**Image-grounded pointing data:**
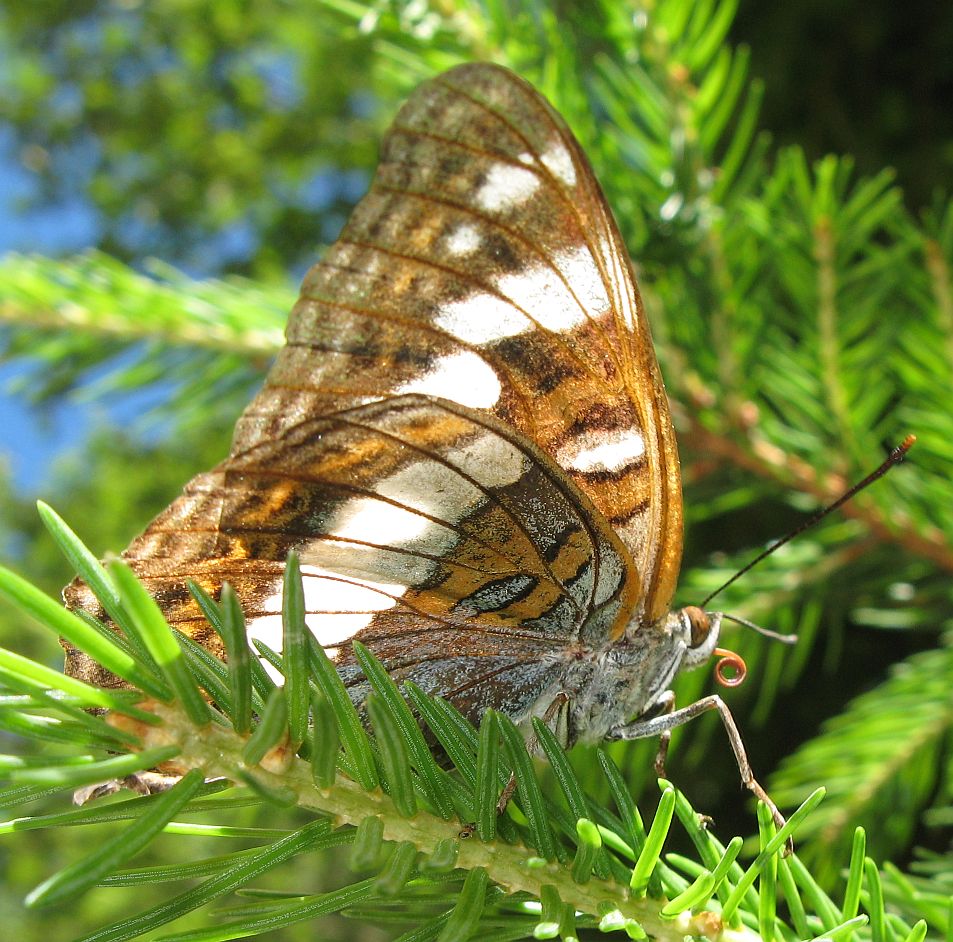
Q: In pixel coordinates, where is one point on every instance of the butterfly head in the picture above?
(699, 632)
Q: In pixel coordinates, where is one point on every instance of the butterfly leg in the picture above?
(559, 705)
(660, 725)
(664, 706)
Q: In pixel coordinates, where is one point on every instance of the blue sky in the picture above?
(31, 437)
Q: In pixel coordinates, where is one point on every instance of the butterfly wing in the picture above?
(439, 538)
(484, 267)
(466, 438)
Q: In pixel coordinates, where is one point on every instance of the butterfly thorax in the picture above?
(625, 680)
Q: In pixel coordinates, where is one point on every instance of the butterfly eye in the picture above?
(700, 625)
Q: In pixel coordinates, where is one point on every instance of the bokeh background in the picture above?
(229, 139)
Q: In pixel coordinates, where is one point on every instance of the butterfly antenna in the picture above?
(766, 632)
(894, 458)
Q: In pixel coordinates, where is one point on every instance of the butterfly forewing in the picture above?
(466, 438)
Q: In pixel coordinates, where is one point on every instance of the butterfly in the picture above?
(466, 440)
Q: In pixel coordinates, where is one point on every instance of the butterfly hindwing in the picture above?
(446, 543)
(465, 439)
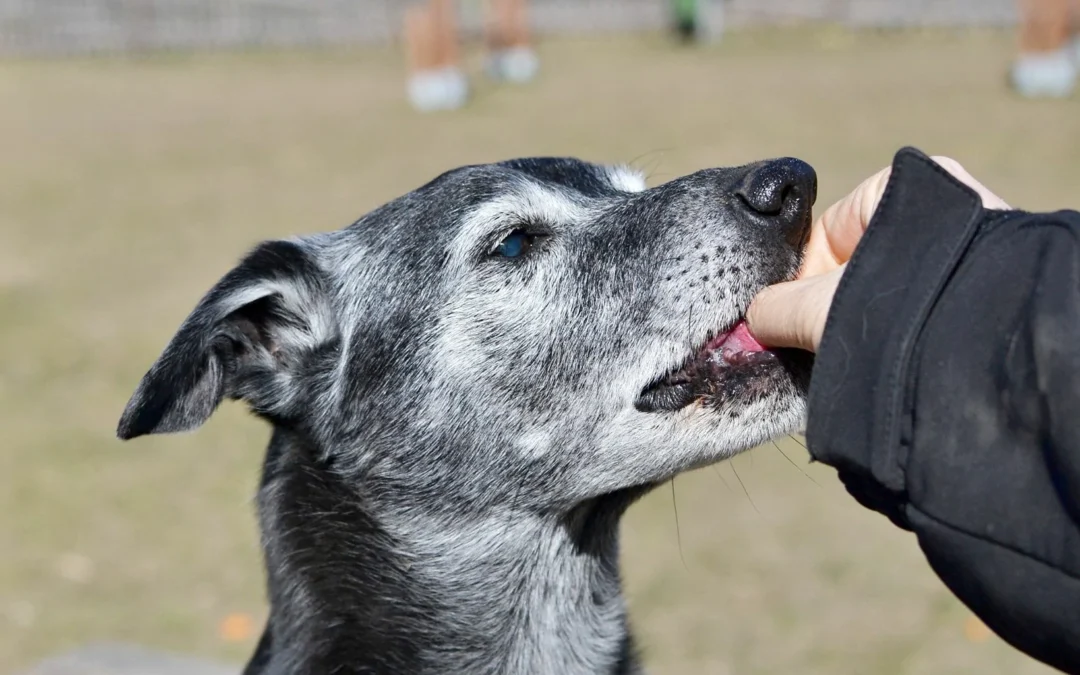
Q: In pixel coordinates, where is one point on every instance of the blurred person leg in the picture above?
(1045, 66)
(433, 83)
(511, 55)
(455, 83)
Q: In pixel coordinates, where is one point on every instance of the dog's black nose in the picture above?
(783, 191)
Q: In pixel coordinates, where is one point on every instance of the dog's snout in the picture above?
(784, 191)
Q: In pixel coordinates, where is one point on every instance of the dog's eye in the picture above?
(517, 243)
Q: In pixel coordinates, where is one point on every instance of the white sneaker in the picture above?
(1045, 76)
(444, 89)
(517, 65)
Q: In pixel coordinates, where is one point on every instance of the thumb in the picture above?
(793, 313)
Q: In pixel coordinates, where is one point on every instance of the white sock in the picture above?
(1045, 75)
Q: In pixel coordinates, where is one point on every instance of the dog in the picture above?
(470, 385)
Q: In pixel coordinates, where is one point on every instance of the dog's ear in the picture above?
(246, 339)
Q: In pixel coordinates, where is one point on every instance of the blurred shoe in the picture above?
(1050, 75)
(444, 89)
(517, 65)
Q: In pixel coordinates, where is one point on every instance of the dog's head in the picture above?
(543, 329)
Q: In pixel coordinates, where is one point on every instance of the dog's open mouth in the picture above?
(719, 369)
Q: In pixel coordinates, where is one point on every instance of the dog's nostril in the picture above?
(774, 185)
(784, 191)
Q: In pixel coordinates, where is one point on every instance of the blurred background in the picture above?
(145, 145)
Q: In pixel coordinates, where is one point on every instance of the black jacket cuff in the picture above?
(926, 221)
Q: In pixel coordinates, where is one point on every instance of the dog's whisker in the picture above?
(720, 476)
(777, 445)
(678, 531)
(743, 485)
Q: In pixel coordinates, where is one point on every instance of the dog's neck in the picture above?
(359, 588)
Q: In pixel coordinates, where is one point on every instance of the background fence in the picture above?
(55, 27)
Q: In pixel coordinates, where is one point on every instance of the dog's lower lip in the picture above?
(732, 350)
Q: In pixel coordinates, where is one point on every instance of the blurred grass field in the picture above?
(129, 186)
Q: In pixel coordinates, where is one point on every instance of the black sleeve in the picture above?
(946, 392)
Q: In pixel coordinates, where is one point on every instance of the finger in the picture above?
(793, 313)
(837, 231)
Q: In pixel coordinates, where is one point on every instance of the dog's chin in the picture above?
(731, 370)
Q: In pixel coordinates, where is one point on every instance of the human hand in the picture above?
(794, 313)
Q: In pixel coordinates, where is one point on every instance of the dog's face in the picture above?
(542, 331)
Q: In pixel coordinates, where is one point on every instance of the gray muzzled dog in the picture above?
(470, 385)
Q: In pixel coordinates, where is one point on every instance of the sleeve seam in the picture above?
(993, 542)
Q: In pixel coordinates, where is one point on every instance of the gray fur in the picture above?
(456, 432)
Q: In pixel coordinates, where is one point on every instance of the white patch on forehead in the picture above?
(526, 201)
(534, 444)
(626, 178)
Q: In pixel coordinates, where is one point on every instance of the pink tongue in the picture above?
(741, 340)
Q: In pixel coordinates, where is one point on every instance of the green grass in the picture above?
(127, 187)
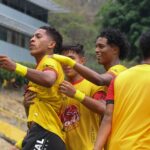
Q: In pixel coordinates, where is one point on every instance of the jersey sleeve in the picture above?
(110, 93)
(100, 95)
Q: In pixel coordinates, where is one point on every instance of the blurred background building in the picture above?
(18, 20)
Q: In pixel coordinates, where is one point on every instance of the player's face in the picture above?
(39, 42)
(104, 51)
(70, 72)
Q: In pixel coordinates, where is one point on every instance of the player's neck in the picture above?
(112, 63)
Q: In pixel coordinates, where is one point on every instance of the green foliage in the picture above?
(75, 29)
(132, 17)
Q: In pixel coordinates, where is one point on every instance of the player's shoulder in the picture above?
(117, 69)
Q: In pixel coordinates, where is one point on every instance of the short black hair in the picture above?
(56, 36)
(78, 48)
(114, 36)
(144, 44)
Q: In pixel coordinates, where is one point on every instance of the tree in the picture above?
(132, 17)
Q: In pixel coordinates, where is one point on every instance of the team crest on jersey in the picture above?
(70, 117)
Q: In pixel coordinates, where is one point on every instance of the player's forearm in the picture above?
(94, 105)
(89, 74)
(103, 133)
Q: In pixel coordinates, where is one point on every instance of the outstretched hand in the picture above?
(7, 63)
(64, 60)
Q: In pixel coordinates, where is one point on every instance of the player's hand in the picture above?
(28, 98)
(7, 63)
(64, 60)
(14, 148)
(67, 89)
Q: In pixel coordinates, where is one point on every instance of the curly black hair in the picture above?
(78, 48)
(114, 36)
(144, 44)
(56, 36)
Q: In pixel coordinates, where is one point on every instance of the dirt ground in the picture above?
(11, 111)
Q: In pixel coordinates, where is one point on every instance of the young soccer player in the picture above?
(111, 46)
(127, 117)
(46, 129)
(80, 123)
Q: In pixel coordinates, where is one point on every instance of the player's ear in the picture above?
(51, 44)
(82, 60)
(115, 49)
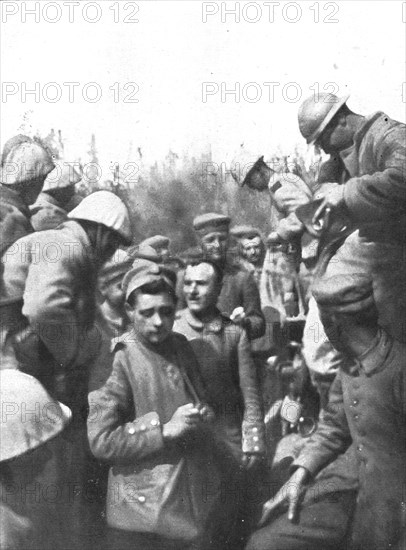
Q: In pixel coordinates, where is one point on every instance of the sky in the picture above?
(181, 58)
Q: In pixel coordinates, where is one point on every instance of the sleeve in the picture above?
(254, 321)
(253, 428)
(113, 435)
(332, 436)
(380, 195)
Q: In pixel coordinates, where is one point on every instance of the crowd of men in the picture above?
(138, 388)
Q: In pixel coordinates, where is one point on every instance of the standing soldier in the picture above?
(367, 189)
(55, 274)
(24, 166)
(251, 249)
(51, 207)
(239, 296)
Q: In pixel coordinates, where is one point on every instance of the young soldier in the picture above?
(148, 423)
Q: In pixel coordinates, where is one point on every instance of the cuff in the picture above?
(253, 438)
(147, 432)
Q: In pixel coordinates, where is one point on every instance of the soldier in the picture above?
(112, 311)
(251, 248)
(365, 420)
(55, 274)
(30, 420)
(228, 370)
(51, 207)
(239, 296)
(24, 166)
(367, 190)
(148, 424)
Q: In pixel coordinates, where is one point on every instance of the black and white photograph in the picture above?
(203, 275)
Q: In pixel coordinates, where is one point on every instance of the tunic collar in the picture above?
(214, 325)
(350, 155)
(374, 359)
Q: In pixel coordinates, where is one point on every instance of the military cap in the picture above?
(343, 293)
(210, 222)
(24, 160)
(245, 232)
(30, 416)
(156, 241)
(117, 265)
(144, 252)
(145, 272)
(63, 175)
(258, 176)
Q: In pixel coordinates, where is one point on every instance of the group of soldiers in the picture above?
(138, 388)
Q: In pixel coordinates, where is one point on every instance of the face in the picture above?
(163, 251)
(31, 190)
(215, 245)
(335, 136)
(201, 288)
(251, 250)
(153, 316)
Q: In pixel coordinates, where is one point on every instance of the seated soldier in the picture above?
(28, 484)
(226, 364)
(364, 421)
(149, 425)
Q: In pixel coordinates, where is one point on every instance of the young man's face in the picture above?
(201, 288)
(215, 245)
(251, 250)
(153, 316)
(113, 293)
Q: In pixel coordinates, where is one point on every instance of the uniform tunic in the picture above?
(224, 355)
(146, 386)
(368, 407)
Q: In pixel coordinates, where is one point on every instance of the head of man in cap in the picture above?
(150, 300)
(160, 244)
(25, 164)
(212, 231)
(250, 244)
(111, 290)
(348, 311)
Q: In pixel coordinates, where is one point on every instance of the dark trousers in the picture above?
(323, 524)
(118, 539)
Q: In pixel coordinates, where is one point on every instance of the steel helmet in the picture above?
(29, 415)
(106, 208)
(24, 160)
(63, 175)
(316, 112)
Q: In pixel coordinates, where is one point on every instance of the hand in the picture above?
(332, 199)
(185, 419)
(251, 460)
(290, 493)
(238, 316)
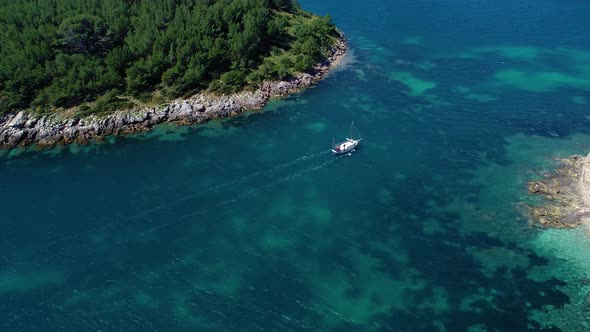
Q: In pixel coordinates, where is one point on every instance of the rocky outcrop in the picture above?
(565, 194)
(25, 128)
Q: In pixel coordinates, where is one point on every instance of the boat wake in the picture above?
(129, 228)
(251, 176)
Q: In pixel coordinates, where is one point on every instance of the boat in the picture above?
(351, 142)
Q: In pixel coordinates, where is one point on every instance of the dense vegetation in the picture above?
(102, 54)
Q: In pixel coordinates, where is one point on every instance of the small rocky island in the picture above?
(565, 193)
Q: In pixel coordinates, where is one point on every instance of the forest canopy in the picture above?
(102, 53)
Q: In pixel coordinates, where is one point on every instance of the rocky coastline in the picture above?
(565, 193)
(25, 128)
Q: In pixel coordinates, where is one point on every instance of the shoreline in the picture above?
(565, 194)
(26, 129)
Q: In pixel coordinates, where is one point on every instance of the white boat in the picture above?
(350, 144)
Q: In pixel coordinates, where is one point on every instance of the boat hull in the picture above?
(345, 147)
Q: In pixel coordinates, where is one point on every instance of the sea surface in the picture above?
(251, 224)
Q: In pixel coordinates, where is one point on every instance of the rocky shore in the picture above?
(565, 193)
(25, 128)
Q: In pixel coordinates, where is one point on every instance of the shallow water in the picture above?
(251, 224)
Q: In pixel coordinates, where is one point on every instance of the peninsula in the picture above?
(72, 73)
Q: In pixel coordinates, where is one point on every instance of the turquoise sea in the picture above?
(250, 224)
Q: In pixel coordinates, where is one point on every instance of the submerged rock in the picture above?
(565, 194)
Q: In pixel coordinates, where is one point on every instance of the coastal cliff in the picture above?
(26, 128)
(565, 194)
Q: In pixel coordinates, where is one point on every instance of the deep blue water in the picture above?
(250, 223)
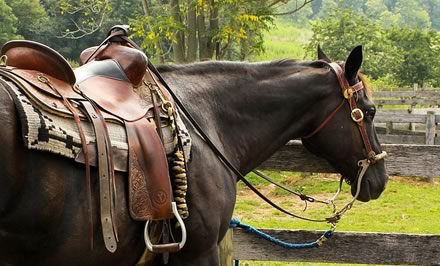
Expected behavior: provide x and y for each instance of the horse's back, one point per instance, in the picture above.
(43, 206)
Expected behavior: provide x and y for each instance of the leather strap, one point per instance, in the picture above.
(150, 192)
(356, 112)
(105, 177)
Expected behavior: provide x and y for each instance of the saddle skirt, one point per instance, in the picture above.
(99, 96)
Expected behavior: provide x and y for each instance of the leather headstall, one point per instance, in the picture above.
(349, 92)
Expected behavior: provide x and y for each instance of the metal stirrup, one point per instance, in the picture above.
(169, 247)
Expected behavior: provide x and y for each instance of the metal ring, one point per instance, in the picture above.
(348, 93)
(361, 114)
(42, 78)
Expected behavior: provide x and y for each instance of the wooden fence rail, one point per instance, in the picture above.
(343, 247)
(402, 160)
(426, 123)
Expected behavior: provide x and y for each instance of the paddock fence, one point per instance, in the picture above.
(409, 160)
(408, 117)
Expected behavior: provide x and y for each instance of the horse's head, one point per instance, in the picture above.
(343, 132)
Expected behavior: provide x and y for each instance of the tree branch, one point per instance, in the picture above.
(82, 31)
(297, 7)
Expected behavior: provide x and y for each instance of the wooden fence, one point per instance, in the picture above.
(344, 247)
(402, 127)
(408, 98)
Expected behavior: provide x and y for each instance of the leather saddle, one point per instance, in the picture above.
(101, 90)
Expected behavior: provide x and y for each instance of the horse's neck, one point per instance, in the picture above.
(249, 114)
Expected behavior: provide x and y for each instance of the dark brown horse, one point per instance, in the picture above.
(248, 110)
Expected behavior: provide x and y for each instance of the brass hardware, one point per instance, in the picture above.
(348, 93)
(358, 118)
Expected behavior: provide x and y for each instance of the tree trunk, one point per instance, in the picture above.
(191, 54)
(213, 28)
(202, 34)
(147, 12)
(179, 43)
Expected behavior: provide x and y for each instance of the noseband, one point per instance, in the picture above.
(357, 116)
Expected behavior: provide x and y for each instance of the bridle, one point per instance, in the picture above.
(350, 95)
(357, 116)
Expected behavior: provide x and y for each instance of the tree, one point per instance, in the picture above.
(32, 19)
(420, 54)
(206, 29)
(412, 14)
(9, 23)
(402, 55)
(345, 29)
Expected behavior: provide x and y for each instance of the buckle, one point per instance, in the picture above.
(348, 93)
(357, 115)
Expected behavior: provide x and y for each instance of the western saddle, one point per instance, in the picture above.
(99, 91)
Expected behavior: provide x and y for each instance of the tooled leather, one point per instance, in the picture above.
(154, 171)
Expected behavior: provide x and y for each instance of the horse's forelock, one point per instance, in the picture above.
(367, 87)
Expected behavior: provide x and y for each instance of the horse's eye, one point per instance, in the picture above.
(370, 113)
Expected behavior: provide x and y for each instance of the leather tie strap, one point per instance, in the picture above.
(106, 175)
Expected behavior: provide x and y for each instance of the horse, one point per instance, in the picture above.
(248, 110)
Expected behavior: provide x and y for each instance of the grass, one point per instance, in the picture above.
(408, 205)
(285, 41)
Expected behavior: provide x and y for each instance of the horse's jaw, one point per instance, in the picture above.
(373, 183)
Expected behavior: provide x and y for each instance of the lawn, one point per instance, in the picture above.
(408, 205)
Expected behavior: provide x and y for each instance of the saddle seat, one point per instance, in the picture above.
(101, 89)
(31, 55)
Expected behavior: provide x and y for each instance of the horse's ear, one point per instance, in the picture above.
(353, 63)
(322, 55)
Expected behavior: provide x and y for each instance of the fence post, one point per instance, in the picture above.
(389, 128)
(430, 132)
(412, 126)
(226, 250)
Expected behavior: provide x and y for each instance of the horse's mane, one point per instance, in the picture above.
(228, 66)
(240, 67)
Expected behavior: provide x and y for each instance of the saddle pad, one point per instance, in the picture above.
(48, 132)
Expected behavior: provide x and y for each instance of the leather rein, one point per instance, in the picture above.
(357, 116)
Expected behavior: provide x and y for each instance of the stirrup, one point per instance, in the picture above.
(170, 247)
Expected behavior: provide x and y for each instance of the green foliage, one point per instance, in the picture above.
(402, 55)
(8, 22)
(419, 56)
(343, 30)
(156, 32)
(32, 19)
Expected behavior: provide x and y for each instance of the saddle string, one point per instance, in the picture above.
(45, 80)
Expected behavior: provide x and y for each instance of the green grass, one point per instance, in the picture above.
(284, 41)
(408, 205)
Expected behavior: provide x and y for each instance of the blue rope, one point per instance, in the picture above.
(327, 234)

**Task to carry out:**
Beginning with the line that contains "green grass, one" and ending with the last line of the data above, return those lines exactly and nothing else.

**Expected answer:**
Expected behavior: provide x and y for each instance of the green grass, one point per instance, in the picture above.
(284, 41)
(408, 205)
Expected behavior: provide x and y for each instance of the blue rope, one point per instance, in the picture above.
(327, 234)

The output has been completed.